-- Given passage --
◇ ◇ ◇ ◇

News Release

End-Of-Life Care: Who Decides?

Peer-Reviewed Publication

Center for Advancing Health

The Associated Medical Schools of New York (AMS), comprised of the 14 medical schools in the State of New York, announced a new initiative to focus the medical community on end-of-life care. It is estimated between 65-80 percent of all deaths occur in a hospital setting and that health care providers are the primary care-givers leading up to death. AMS will form a committee in a statewide collaborative effort to strengthen the training of future physicians on the issue of death and dying.

According to published research future doctors may benefit from new palliative care curriculums at medical schools and in residency programs. The article, published in the Annals of Internal Medicine says that such programs may help change attitudes toward death and help focus on end of life care.

"Medical Schools do an excellent job of training physicians to manage disease and prevent death, but the curriculums give inadequate attention to the emotional and ethical issues surrounding end-of-life care," says Herbert Pardes, M.D., president of the Associated Medical Schools and vice president for Health Sciences and dean of Columbia University College of Physicians & Surgeons. "This is the first effort in the country organized on a statewide basis to examine and ultimately impact the end-of-life issue."

◇ ◇ ◇ ◇

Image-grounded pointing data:
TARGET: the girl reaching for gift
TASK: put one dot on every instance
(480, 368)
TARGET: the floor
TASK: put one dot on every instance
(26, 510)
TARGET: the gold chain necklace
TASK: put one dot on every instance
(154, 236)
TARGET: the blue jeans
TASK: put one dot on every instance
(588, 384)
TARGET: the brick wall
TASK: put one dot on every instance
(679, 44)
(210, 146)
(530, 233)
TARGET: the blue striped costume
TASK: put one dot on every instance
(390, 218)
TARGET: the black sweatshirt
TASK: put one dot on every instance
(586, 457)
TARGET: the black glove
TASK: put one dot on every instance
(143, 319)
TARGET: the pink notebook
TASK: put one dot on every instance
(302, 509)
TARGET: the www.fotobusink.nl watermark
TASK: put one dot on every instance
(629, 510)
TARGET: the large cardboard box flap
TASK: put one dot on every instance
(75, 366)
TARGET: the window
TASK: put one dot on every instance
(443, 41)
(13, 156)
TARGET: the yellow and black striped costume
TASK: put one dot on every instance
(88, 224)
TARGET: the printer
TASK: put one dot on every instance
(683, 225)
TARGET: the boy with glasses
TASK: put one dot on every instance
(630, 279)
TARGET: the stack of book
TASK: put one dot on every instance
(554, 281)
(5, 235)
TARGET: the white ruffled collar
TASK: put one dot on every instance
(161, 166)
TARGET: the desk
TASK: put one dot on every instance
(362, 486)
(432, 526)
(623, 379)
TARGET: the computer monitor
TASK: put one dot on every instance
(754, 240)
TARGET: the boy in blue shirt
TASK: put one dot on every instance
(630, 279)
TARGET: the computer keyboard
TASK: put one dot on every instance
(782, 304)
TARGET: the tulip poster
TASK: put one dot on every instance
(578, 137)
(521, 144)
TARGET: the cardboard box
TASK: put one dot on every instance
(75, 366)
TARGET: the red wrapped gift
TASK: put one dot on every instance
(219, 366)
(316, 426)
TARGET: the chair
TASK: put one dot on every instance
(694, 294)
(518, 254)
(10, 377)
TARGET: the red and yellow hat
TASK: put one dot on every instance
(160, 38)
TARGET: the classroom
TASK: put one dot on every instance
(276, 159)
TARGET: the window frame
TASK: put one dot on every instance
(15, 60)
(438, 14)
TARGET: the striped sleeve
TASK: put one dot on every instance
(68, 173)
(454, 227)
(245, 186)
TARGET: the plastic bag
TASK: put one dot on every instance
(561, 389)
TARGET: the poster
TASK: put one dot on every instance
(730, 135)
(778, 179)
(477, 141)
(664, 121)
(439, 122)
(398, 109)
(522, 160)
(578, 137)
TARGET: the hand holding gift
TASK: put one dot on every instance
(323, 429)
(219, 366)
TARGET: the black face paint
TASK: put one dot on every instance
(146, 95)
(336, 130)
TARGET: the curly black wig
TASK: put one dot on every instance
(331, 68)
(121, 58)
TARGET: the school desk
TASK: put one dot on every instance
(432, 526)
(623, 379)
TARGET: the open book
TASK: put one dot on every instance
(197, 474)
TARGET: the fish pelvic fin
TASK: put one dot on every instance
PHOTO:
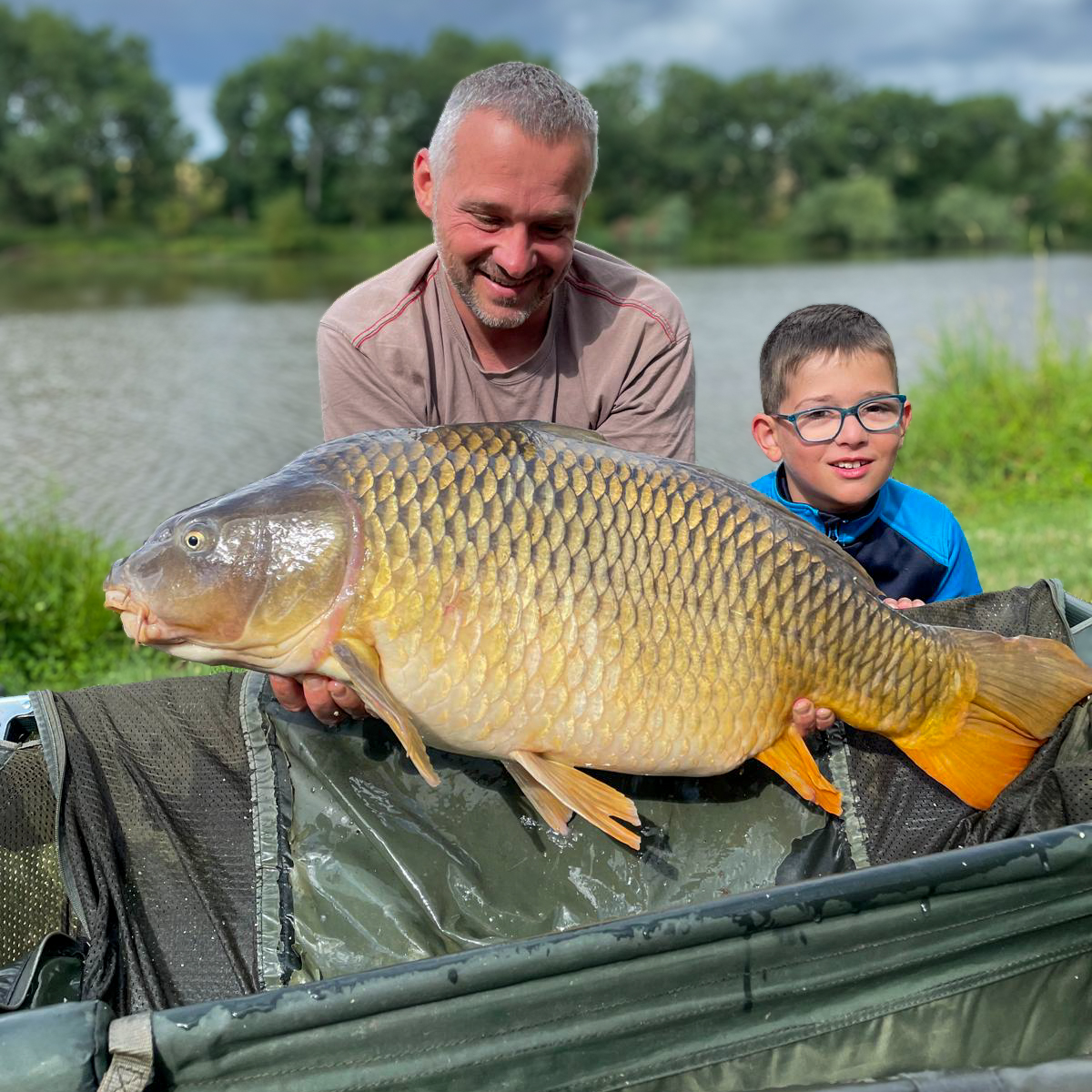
(790, 757)
(589, 797)
(361, 665)
(551, 809)
(1026, 686)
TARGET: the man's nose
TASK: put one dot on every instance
(513, 252)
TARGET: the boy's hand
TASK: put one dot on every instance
(807, 719)
(904, 603)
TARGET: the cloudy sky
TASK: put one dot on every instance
(1036, 50)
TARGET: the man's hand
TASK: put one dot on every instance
(806, 718)
(329, 700)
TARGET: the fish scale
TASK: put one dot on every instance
(530, 593)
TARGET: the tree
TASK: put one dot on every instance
(850, 212)
(86, 130)
(341, 120)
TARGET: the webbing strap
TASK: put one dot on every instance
(130, 1042)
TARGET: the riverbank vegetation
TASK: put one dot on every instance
(1003, 441)
(319, 136)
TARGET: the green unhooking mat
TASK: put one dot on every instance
(214, 846)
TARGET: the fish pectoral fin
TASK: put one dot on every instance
(361, 665)
(978, 760)
(791, 758)
(587, 796)
(552, 812)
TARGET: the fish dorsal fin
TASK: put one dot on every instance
(589, 797)
(360, 663)
(561, 431)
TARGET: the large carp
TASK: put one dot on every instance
(530, 593)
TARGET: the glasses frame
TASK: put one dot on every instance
(853, 410)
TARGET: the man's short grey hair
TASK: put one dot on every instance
(539, 101)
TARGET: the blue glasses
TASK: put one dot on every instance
(823, 424)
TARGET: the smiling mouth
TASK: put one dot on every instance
(511, 285)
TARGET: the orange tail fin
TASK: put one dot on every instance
(1026, 686)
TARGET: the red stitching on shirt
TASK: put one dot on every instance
(589, 288)
(396, 311)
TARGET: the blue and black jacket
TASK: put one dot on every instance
(907, 541)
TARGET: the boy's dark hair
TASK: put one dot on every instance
(818, 330)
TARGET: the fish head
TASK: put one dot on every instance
(260, 578)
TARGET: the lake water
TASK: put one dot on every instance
(124, 412)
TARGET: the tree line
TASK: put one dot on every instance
(326, 130)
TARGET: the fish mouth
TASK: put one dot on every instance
(137, 620)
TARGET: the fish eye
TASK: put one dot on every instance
(195, 539)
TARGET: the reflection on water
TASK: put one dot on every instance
(135, 410)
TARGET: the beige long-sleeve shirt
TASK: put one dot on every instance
(616, 359)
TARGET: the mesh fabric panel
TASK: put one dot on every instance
(157, 831)
(32, 896)
(905, 814)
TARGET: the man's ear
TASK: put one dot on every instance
(763, 430)
(424, 185)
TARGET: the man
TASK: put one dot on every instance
(506, 317)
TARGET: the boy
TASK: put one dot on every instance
(834, 420)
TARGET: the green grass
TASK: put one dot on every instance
(1020, 544)
(1007, 445)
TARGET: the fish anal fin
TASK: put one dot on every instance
(790, 757)
(552, 812)
(360, 663)
(589, 797)
(978, 760)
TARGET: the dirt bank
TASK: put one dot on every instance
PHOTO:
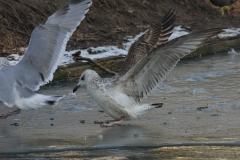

◇ ◇ ◇ ◇

-- Problem 1 --
In the news release on end-of-life care, turn the paragraph beginning "The Associated Medical Schools of New York (AMS)" into a short bulleted list that keeps its main facts.
-- Problem 2 --
Extend the news release on end-of-life care by a paragraph or two, starting after its final sentence.
The data isn't needed here.

-- Answer area 1 --
- The Associated Medical Schools of New York (AMS), made up of the state's 14 medical schools, announced a new initiative to focus the medical community on end-of-life care.
- An estimated 65-80 percent of all deaths occur in a hospital setting.
- Health care providers are the primary care-givers leading up to death.
- AMS will form a committee in a statewide collaborative effort to strengthen the training of future physicians on death and dying.

-- Answer area 2 --
Dr. Pardes said a committee of the Associated Medical Schools would be appointed within the next two weeks to begin this task. "Some New York based medical schools have begun looking at the way end-of-life career is taught," said Dr. Pardes. "However, this effort will permit us to collect input form all New York medical schools and share experiences and resources to design a set of recommendations that would be useful for all the schools."

AMS is a consortium of the deans of the 14 New York medical schools, public and private. New York trains more than 10 percent of the medical students and produces about 15 percent of all doctors in the United States.